> **EXERCISE TEXT**:
Personal information
- Full name: Yuri Vasilyevich Gavrilov
- Date of birth: 3 May 1953 (age 73)
- Place of birth: Setun, Odintsovsky District, Moscow Oblast, Soviet Union
- Height: 1.85 m (6 ft 1 in)
- Position: Midfielder

Senior career*
- Years: Team / Apps / (Gls)
- 1972: Iskra Moscow
- 1973–1976: Dynamo Moscow / 37 / (5)
- 1977–1985: Spartak Moscow / 280 / (89)
- 1986: Dnipro Dnipropetrovsk / 25 / (3)
- 1987: Lokomotiv Moscow / 35 / (12)
- 1988–1989: Porin Pallotoverit / 36 / (11)
- 1990: Lokomotiv Moscow / 16 / (0)
- 1991–1992: Asmaral Moscow / 60 / (8)
- 1992: Presnya Moscow / 10 / (4)
- 1993: Interros Moscow / 38 / (5)
- 1994: Saturn Ramenskoye / 41 / (13)
- 1995–1996: FC Agro Chişinău / 16 / (0)
- 1996–1997: Spumante Cricova / 4 / (0)

International career
- 1978–1985: Soviet Union / 46 / (10)

Managerial career
- 1994: FC Saturn Ramenskoye (assistant)
- 1996: FC Agro Chișinău (assistant)
- 1996–1997: Constructorul Chişinău (assistant)
- 2000: FC Chkalovets-Olimpik Novosibirsk
- 2001: DR Congo
- 2002: FC Mostransgaz Gazoprovod
- 2003: Torpedo-Metallurg Moscow (reserves assistant)

= Yuri Gavrilov (footballer, born 1953) =

Russian footballer

Yuri Vasilyevich Gavrilov (Юрий Васильевич Гаврилов; born 3 May 1953 in Setun, Odintsovsky District, Moscow Oblast) is a Russian football manager and a former midfielder who played for Dynamo Moscow and Spartak Moscow.

He made 46 appearances for the Soviet Union national football team and scored 10 goals. He also competed for the Soviet Union at the 1980 Summer Olympics and the 1982 FIFA World Cup in Spain. His creative skills are immortalized by Konstantin Beskov's famous phrase "If you don't know what to do with the ball, pass it to Gavrilov". Yuri Gavrilov has his own football school in Moscow called SC Svyatogor.

> **LISTED ENTRIES**:
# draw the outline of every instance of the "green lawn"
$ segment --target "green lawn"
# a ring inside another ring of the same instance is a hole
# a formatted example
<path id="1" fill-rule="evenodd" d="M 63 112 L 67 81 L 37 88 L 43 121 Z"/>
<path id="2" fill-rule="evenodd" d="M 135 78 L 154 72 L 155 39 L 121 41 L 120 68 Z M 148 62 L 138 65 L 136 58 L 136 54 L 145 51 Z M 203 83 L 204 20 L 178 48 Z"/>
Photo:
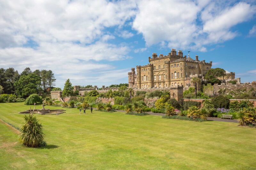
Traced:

> **WORK REQUEST 1**:
Can you sum up the text on Yuri Gavrilov in two sentences?
> **WORK REQUEST 2**:
Could you continue the text on Yuri Gavrilov from the point where it stops?

> **WRITTEN REPLY 1**:
Yuri Vasilyevich Gavrilov, born 3 May 1953 in Setun, Moscow Oblast, is a Russian football manager and former midfielder who played for Dynamo Moscow and Spartak Moscow. He scored 10 goals in 46 appearances for the Soviet Union, competed at the 1980 Summer Olympics and the 1982 FIFA World Cup, and has his own football school in Moscow called SC Svyatogor.

> **WRITTEN REPLY 2**:
== Career ==
Gavrilov's football career started in Iskra Moscow football school when he was 7. He was invited by school director who saw Yury playing with other kids on the Iskra stadium. When he was 19, Konstantin Beskov took him to Dinamo Moscow from Iskra amateur team. But there was an expensive number of quality players in 1970s Dinamo, and Gavrilov couldn't find a permanent place in Dinamo squad.

Gavrilov joined the Spartak Moscow in 1977 after he followed the Spartak coach Konstantin Beskov. The player who played as a winger in the Dynamo Moscow team was used as a playmaker in the new Spartak team by Beskov, becoming one of the best attacking midfielders in the SovietUnion.

While he made a lot of good passes, he scored a lot of goals as well. Gavrilov was Soviet Top League top goal-scorer twice, scored 140 times during his career.

During his professional career Gavrilov played also for the Finnish club Porin Pallotoverit and Moldovan club FC Agro Chişinău.

In 2001 Gavrilov took charge of the DR Congo national football team for one game. He coached DR Congo in the 2002 FIFA World Cup qualification match against Ivory Coast.

==Personal life==
His son Yuri Gavrilov also professional footballer.